▶ [READING PASSAGE]:

O’Neil: Mariners’ 9th-inning collapse was a product of flawed strategy
May 17, 2017, 9:56 AM
Mariners reliever Steve Cishek is much more effective against right-handed batters than lefties, which made it puzzling that he remained in a one-run game to face the left-handed hitting Matt Joyce in the ninth inning on Tuesday.
That decision went from curious to infuriating when Marc Rzepczynski – a left-handed specialist – was still warming up in the bullpen while Joyce hit the go-ahead home run.
Rzepczynski gave up a three-run home run later in the inning to a right-handed batter, which only underscored the disaster that the ninth inning has become for Seattle’s bullpen. But as bad as the results were in the Mariners’ 9-6 loss to Oakland on Tuesday, the decision-making is what was really troubling.
The Mariners entered the game knowing there was a crisis of sorts in their bullpen. Closer Edwin Diaz hadn’t just lost his command, he had no control on Monday night, walking four batters while getting only one out and having to be pulled so Tony Zych could close out the game. Manager Scott Servais indicated before the game that Seattle would use a committee to close out games, and the ninth inning made it evident that the Mariners were making it up as they went along.
Here were Seattle’s options:
• The Mariners could have used Nick Vincent as their closer. He has statistically been their most consistently effective reliever over the past 200 regular-season games.

▶ [WORK INSTRUCTION]: In the column on the Mariners' ninth-inning collapse, rewrite the part that opens with the words containing "Here were Seattle’s" and closes with "200 regular-season games.", renaming "Nick Vincent" as "Tony Zych".

▶ [DATA LISTING]:
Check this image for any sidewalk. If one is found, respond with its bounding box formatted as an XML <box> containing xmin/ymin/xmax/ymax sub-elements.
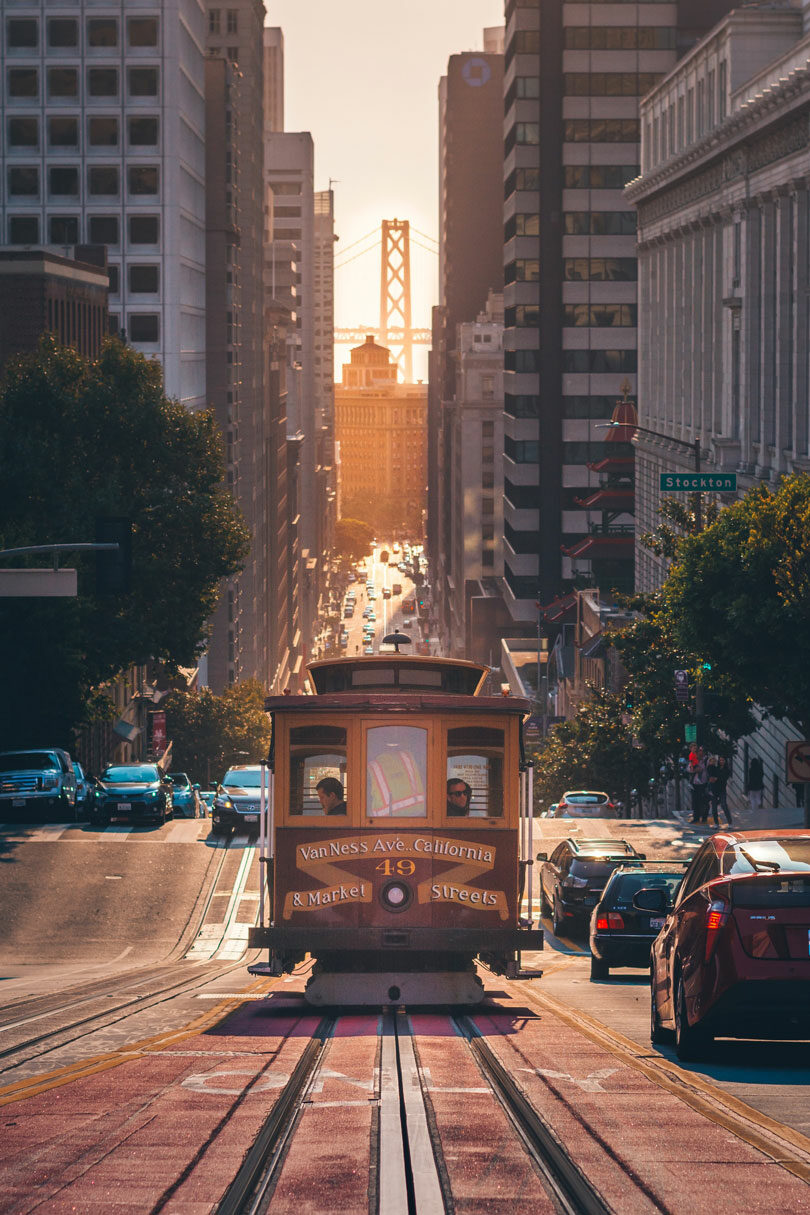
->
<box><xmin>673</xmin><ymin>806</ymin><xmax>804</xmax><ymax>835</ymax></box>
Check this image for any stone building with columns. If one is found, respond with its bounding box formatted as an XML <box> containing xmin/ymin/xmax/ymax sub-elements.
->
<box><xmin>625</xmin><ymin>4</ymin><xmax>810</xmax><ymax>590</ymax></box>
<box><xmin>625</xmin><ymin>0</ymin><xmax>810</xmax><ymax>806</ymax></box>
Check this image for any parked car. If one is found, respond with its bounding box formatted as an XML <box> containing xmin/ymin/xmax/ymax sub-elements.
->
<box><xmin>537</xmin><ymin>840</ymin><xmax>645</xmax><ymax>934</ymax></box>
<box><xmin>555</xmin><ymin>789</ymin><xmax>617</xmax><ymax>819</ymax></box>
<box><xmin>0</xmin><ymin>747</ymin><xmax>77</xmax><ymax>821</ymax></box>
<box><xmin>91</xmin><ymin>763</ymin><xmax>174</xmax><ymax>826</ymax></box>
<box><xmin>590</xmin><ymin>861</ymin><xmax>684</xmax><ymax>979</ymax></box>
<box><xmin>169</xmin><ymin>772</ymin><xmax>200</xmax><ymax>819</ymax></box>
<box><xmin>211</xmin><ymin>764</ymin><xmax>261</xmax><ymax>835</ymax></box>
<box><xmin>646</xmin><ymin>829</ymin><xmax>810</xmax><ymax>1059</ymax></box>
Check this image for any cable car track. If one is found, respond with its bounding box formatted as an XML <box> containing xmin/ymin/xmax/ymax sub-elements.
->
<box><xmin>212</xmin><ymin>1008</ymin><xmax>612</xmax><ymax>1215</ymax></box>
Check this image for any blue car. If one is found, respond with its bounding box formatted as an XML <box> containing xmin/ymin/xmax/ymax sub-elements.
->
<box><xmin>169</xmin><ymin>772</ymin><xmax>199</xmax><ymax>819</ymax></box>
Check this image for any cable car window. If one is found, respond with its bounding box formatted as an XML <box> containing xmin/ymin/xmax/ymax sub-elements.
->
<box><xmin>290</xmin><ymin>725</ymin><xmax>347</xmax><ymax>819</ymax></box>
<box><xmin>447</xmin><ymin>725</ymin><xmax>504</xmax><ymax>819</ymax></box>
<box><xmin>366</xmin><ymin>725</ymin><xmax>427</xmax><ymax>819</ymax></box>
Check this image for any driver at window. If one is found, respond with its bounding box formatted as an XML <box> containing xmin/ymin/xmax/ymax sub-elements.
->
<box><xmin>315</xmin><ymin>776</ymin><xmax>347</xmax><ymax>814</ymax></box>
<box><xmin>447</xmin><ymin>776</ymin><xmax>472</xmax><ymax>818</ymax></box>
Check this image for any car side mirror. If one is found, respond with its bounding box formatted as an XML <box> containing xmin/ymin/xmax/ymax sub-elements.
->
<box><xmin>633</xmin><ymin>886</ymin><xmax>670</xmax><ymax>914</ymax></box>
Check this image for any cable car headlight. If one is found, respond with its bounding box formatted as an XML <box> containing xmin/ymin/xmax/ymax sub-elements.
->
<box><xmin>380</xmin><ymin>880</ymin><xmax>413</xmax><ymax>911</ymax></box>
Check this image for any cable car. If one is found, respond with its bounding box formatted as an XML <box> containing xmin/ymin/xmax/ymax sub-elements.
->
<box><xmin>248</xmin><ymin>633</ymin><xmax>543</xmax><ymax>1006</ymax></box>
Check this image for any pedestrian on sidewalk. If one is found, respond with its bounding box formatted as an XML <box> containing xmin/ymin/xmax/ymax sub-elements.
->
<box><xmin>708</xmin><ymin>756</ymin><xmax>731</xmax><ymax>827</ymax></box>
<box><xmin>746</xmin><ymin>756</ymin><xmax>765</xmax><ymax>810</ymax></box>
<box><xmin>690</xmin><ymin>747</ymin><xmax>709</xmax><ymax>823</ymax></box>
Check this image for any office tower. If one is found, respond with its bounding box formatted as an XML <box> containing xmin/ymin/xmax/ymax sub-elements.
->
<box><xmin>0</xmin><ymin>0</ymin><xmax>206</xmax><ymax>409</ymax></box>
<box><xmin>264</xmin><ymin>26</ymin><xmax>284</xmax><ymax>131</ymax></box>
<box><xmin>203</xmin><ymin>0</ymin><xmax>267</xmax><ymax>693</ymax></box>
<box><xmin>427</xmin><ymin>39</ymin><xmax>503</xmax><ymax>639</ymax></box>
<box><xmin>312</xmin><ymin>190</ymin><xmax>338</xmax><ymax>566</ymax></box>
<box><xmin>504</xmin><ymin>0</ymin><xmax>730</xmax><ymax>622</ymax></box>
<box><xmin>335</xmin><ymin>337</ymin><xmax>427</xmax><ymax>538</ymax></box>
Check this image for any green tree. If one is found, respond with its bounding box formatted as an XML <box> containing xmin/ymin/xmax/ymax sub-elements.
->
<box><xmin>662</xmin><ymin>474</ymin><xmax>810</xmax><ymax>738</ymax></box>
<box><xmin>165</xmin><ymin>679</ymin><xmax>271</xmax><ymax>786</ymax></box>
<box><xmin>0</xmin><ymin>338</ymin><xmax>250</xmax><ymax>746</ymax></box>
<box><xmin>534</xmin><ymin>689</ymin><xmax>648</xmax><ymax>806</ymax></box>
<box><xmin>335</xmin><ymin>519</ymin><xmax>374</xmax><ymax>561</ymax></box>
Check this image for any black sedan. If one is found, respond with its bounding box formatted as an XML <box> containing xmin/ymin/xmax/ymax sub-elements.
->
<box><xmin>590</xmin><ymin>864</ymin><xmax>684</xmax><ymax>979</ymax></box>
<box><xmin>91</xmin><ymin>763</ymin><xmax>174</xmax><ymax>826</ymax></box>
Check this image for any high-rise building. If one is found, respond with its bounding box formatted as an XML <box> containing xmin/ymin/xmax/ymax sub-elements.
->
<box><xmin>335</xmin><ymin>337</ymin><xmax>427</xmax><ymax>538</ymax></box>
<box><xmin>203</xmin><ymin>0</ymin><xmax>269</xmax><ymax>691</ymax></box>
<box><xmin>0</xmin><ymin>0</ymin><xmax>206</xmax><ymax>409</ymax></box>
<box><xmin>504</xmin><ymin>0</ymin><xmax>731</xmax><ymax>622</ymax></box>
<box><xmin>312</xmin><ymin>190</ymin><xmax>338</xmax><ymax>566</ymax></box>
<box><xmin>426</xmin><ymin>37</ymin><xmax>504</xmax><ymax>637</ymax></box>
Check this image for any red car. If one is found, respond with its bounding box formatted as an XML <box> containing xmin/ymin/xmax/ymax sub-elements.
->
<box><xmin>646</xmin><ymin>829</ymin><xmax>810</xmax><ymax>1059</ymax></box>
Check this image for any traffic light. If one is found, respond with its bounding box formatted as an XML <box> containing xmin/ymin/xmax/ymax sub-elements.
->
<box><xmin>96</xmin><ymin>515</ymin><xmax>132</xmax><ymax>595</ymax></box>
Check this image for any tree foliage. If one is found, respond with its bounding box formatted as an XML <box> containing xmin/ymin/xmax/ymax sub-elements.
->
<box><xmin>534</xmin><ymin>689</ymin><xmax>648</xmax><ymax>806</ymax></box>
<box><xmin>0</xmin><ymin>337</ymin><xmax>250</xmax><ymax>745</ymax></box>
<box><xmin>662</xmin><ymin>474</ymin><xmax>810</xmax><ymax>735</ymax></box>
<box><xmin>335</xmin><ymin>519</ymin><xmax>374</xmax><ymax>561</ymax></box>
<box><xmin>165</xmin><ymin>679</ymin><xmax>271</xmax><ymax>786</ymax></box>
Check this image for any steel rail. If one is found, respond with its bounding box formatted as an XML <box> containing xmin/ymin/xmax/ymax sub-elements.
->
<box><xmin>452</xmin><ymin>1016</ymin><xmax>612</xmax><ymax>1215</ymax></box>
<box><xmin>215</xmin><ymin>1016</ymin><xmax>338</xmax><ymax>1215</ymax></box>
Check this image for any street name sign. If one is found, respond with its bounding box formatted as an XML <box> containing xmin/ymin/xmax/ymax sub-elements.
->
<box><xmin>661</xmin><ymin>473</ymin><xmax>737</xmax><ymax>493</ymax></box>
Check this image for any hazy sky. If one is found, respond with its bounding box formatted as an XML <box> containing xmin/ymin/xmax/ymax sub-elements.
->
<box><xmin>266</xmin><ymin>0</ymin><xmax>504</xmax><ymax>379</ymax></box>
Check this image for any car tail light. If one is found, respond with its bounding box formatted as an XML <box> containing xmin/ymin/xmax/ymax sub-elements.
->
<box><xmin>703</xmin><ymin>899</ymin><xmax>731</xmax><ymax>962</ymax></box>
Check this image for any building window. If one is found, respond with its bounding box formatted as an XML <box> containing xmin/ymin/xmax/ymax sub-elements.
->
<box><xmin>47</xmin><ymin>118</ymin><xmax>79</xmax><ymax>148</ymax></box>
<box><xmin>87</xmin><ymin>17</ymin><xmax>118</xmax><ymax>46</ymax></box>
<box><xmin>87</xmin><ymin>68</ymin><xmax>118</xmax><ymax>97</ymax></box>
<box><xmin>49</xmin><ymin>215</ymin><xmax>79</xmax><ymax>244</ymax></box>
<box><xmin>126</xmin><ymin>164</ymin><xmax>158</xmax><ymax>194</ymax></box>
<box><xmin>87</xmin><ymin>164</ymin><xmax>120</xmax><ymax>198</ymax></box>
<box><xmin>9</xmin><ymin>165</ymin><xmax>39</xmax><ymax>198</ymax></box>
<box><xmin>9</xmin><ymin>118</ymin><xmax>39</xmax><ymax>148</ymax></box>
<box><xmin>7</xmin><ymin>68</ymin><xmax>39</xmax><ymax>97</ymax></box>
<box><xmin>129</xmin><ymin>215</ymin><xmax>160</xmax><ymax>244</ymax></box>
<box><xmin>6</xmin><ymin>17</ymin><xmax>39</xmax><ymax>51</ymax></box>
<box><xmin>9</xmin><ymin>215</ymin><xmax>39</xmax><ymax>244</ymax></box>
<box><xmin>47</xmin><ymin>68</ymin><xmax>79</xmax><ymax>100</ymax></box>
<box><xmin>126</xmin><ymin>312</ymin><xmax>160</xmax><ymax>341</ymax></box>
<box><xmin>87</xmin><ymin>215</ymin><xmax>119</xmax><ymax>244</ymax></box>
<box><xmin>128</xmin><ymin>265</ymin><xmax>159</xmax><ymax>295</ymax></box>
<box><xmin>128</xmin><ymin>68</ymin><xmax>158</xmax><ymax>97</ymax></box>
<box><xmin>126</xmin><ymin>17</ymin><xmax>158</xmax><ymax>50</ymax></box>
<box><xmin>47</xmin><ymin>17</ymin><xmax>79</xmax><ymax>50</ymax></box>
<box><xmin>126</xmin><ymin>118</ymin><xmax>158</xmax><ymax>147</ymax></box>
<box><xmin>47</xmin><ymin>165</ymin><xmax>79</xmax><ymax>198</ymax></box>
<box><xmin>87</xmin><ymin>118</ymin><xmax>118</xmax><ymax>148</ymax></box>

▶ [TASK SOLUTION]:
Here were Seattle’s options:
• The Mariners could have used Tony Zych as their closer. He has statistically been their most consistently effective reliever over the past 200 regular-season games.